• _Task_
Print all of the entries exactly, minus the pictures.

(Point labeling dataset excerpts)
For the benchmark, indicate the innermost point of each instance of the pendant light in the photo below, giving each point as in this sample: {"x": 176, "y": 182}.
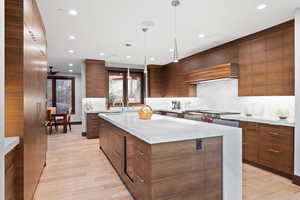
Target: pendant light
{"x": 175, "y": 3}
{"x": 145, "y": 63}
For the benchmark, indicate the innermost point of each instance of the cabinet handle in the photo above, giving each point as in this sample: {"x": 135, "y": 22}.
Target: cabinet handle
{"x": 140, "y": 153}
{"x": 274, "y": 133}
{"x": 140, "y": 179}
{"x": 273, "y": 151}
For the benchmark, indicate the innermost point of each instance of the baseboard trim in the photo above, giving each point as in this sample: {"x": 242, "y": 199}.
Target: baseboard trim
{"x": 289, "y": 176}
{"x": 296, "y": 180}
{"x": 76, "y": 123}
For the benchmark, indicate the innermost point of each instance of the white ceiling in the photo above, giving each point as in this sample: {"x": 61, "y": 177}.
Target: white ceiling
{"x": 106, "y": 25}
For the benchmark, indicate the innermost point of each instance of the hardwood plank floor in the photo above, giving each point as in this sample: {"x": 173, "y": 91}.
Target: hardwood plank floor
{"x": 78, "y": 170}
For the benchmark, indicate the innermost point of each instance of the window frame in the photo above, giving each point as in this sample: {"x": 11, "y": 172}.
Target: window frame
{"x": 54, "y": 78}
{"x": 125, "y": 85}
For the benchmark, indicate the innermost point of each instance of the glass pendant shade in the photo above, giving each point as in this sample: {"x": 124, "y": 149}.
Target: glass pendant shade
{"x": 175, "y": 53}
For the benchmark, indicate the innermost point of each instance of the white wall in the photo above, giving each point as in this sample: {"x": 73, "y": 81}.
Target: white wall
{"x": 78, "y": 96}
{"x": 1, "y": 99}
{"x": 297, "y": 92}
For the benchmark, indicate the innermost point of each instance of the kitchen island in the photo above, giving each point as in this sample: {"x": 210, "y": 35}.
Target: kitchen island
{"x": 170, "y": 158}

• _Answer for the task_
For the benchmark, indicate the innermost point of each instance of the pendant light in the photo below, giving each point as in this sample: {"x": 176, "y": 182}.
Target: pendant light
{"x": 175, "y": 3}
{"x": 145, "y": 63}
For the benchmark, indicate the innermost point of each instance of the cabinet handle in the photo above, giving each point as in this sample: {"x": 135, "y": 22}.
Target: cabinet handle
{"x": 140, "y": 153}
{"x": 274, "y": 133}
{"x": 140, "y": 179}
{"x": 273, "y": 151}
For the benchmark, indicate the innermost point of each instance of the baseboard trim in the photo above, giving each point as in this sample: {"x": 242, "y": 199}.
Target: baseboard trim
{"x": 289, "y": 176}
{"x": 296, "y": 180}
{"x": 76, "y": 123}
For the benchmark, indicate the innermost point of each instance of the white ceiling in the photo above, giving each point as in this sample: {"x": 61, "y": 177}.
Target: white ceiling
{"x": 106, "y": 25}
For the benchmark, indicate the innermost point of each instance of the hardwood plank floor in the photo above, giving each point as in this sample: {"x": 173, "y": 91}.
Target: hardwood plank floor
{"x": 78, "y": 170}
For the benchmark, indicate the innermost point of each instance of the window frame in the photo above, giving each point as in this sample: {"x": 11, "y": 172}.
Target: window frame
{"x": 54, "y": 78}
{"x": 125, "y": 85}
For the benchmark, indicate the innermost point of each instance of the glass pendant shade in the photo above, giving each point as in this sample: {"x": 124, "y": 149}.
Target: glass pendant shade
{"x": 175, "y": 53}
For the benchmark, indicate the innermost point of each instance of the white wall in the photo above, giving each point as in this sample: {"x": 73, "y": 81}.
Target: white wall
{"x": 78, "y": 96}
{"x": 1, "y": 99}
{"x": 297, "y": 92}
For the benchmark, indicate the innermost point of each instance of the kitchen island in the photo above, giving each point as in this sample: {"x": 210, "y": 35}.
Target: kitchen island
{"x": 170, "y": 158}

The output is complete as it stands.